┏━━

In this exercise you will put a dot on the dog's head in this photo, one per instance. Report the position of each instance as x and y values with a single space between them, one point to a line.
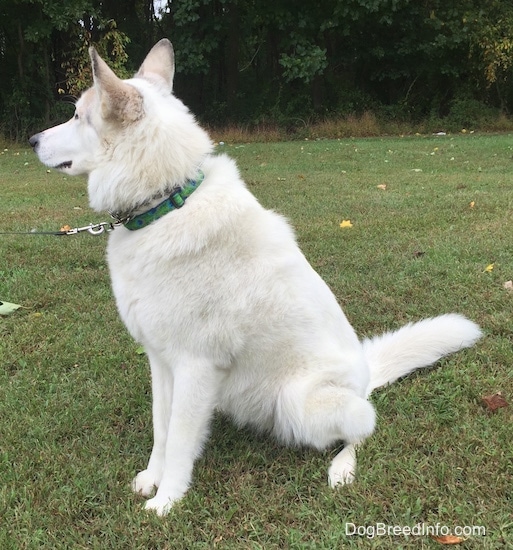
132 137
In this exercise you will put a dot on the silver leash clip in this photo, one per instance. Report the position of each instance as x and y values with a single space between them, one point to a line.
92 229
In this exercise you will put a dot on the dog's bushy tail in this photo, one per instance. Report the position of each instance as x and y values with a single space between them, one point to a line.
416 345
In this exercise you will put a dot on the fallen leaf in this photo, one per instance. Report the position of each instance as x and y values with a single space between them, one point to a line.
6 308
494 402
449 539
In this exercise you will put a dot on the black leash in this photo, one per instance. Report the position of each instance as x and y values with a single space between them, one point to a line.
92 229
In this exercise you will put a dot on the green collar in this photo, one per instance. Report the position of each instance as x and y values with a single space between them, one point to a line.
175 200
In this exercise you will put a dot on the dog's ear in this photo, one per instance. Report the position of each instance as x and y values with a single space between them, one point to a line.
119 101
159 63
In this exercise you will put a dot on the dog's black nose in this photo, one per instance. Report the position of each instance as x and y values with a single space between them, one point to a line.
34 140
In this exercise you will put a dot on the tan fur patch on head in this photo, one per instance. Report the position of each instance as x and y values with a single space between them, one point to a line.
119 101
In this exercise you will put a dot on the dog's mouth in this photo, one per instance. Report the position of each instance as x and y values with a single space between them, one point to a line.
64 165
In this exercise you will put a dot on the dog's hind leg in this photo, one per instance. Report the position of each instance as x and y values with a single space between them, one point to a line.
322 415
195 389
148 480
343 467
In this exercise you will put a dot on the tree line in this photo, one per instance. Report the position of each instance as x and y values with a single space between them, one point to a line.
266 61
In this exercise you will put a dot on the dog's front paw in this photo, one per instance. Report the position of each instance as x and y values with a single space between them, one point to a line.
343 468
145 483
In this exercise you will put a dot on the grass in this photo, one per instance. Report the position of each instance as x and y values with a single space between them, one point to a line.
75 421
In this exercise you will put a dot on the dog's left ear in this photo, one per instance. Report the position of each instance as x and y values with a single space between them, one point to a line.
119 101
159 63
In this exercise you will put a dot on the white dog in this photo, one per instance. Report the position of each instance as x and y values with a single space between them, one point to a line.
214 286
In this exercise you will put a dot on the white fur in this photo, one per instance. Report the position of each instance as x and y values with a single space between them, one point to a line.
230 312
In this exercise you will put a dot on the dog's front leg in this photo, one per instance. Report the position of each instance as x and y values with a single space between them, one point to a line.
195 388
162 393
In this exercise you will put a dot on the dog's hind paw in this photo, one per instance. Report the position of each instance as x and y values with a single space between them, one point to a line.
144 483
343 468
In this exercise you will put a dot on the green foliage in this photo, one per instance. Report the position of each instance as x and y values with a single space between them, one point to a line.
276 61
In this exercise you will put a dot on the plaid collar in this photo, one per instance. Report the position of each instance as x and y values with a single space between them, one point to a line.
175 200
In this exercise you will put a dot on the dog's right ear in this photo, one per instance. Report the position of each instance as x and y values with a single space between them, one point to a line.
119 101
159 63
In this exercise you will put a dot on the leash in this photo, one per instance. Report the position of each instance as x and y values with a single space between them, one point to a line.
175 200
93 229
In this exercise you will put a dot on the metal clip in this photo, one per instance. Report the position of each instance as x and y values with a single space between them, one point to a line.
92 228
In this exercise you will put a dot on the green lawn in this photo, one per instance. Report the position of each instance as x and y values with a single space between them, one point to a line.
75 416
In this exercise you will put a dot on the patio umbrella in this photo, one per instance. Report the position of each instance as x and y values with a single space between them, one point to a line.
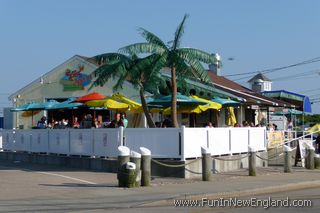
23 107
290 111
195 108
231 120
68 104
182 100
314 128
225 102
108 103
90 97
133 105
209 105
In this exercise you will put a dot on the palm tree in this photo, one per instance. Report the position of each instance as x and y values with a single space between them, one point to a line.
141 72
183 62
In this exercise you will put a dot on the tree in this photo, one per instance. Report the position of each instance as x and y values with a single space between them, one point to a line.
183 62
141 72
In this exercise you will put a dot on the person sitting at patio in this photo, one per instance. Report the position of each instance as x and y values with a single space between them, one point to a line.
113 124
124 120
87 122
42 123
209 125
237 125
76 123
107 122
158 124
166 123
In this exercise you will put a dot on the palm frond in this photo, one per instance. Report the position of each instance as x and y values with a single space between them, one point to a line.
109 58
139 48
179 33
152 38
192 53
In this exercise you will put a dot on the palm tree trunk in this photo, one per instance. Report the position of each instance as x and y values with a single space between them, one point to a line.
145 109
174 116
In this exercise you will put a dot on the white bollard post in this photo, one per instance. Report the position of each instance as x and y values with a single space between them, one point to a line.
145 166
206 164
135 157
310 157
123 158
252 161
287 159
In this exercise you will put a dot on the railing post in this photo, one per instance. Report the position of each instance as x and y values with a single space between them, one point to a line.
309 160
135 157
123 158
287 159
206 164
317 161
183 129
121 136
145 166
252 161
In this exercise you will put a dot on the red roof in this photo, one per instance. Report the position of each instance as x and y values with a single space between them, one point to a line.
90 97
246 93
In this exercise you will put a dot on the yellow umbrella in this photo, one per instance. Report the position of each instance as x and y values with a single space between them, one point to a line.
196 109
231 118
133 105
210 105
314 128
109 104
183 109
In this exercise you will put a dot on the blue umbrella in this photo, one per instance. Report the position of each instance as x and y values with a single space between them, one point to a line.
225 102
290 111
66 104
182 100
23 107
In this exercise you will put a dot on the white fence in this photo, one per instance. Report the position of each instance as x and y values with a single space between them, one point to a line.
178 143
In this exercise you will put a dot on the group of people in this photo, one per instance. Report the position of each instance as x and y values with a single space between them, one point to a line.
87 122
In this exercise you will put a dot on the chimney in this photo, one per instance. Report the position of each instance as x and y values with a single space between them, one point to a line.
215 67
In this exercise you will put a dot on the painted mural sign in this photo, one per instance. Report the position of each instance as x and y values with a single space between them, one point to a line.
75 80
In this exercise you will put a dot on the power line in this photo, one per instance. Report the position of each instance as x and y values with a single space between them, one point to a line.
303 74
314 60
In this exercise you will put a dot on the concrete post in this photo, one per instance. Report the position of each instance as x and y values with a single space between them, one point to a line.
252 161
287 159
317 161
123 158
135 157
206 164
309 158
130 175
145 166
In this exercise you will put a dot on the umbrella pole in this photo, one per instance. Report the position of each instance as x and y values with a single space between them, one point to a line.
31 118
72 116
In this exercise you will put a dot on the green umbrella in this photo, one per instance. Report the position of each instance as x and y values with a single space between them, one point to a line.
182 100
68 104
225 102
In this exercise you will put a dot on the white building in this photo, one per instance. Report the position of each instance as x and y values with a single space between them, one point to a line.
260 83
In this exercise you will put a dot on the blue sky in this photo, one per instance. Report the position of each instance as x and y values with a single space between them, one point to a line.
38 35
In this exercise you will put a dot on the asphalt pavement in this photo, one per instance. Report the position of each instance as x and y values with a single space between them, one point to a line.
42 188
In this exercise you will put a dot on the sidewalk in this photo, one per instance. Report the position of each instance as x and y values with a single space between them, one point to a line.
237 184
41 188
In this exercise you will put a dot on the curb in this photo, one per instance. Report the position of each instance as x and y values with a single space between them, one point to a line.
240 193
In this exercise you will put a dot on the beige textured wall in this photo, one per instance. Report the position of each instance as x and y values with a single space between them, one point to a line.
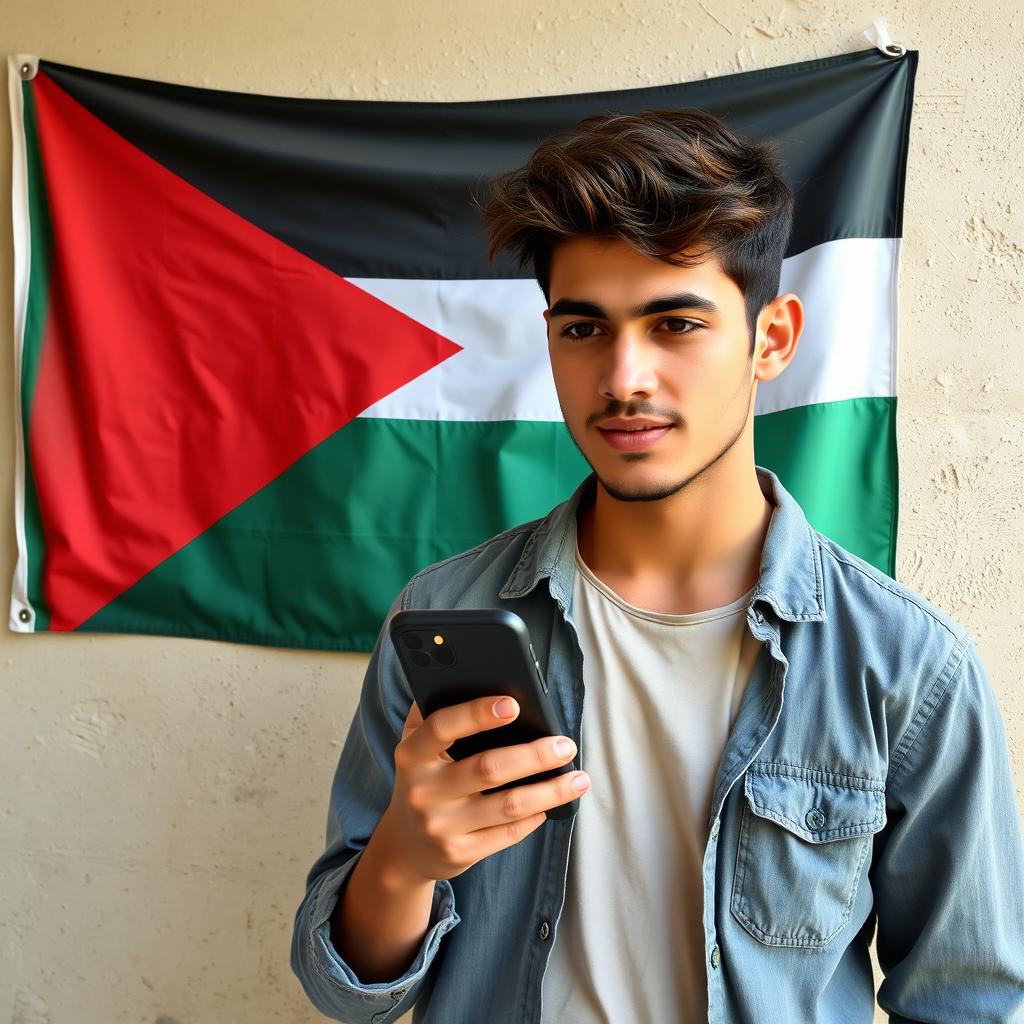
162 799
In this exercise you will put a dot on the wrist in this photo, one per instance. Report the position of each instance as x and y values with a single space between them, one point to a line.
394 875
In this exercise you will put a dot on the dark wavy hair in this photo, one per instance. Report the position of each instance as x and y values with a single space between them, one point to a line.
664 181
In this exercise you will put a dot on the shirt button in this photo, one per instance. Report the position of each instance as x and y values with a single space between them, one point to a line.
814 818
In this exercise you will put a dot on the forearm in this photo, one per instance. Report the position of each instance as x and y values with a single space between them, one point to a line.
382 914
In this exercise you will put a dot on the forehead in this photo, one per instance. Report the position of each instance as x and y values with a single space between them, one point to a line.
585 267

┗━━

• Exercise directions:
Repeat word for word every line from the one that holds "In this exercise you will put a dot on the shirt" to the end. Both ends count.

• Output of the task:
In this exercise you will put a dot on the shirt button in this photo, one per instance. Report the position of each instance as x and y values with a single space between them, one point to a line.
814 818
In this exercise you will put a dot on the forearm in this photo, one per instance. Report the position of each instance as x and y values with a single space between them, one point to a line.
382 914
In this exercise you will put a dot on the forehead in this photo, one per instance. Report the position of each instance as x and y values with a single space between them, one point to a line.
585 267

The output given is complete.